**What is needed:** State how many lines of the data below contain the string "door", where case must match exactly. Reply with the number alone.

**Source material:**
┏━━

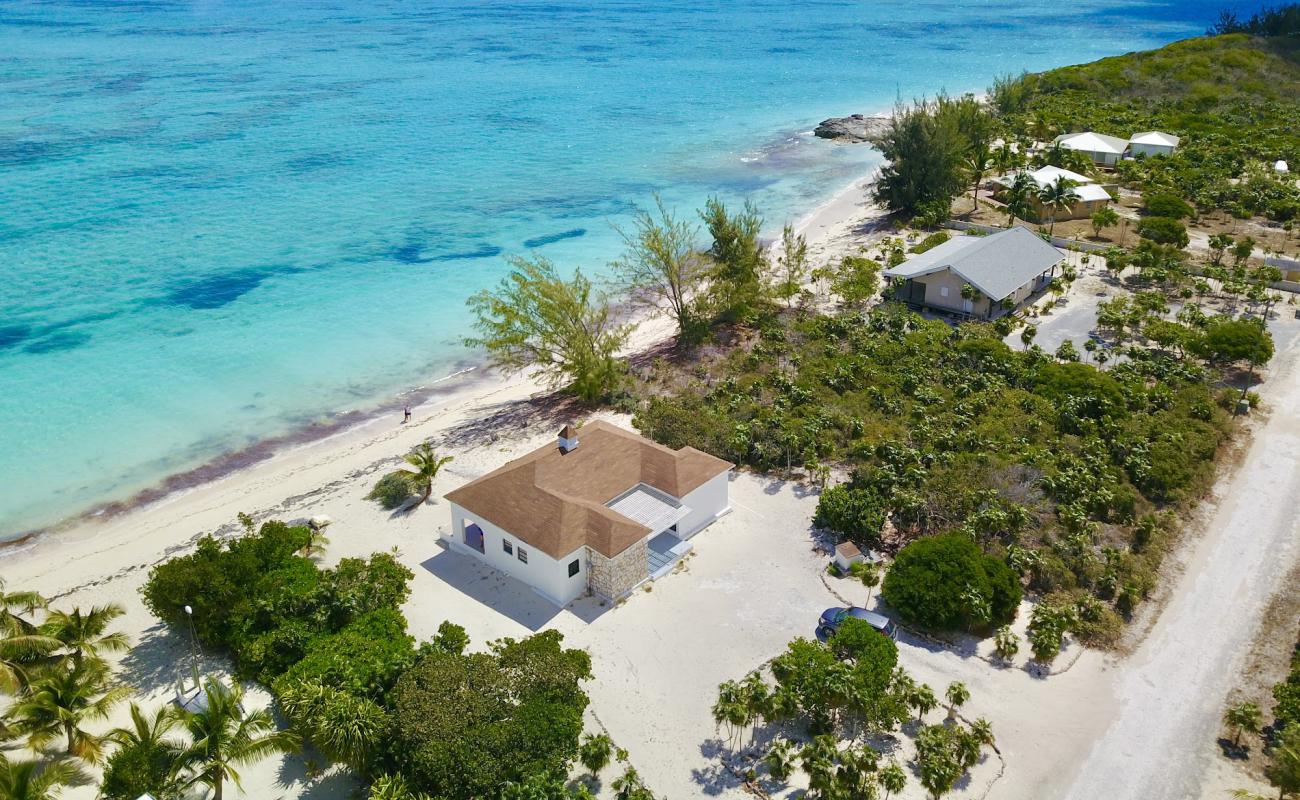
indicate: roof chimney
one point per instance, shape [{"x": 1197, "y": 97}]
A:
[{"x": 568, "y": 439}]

┗━━
┏━━

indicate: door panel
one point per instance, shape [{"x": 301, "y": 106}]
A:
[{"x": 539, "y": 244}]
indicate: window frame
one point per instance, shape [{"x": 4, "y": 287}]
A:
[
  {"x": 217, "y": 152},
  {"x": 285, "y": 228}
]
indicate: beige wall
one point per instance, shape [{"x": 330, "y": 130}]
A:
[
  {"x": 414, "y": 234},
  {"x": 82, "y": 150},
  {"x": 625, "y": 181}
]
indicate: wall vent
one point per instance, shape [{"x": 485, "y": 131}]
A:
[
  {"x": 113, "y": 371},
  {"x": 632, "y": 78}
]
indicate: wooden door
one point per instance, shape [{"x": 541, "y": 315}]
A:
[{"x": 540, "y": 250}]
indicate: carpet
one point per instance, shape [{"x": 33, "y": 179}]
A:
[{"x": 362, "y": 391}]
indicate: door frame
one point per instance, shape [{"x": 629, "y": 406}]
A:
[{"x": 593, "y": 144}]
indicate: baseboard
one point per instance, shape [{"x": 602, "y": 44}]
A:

┗━━

**Task response:** 3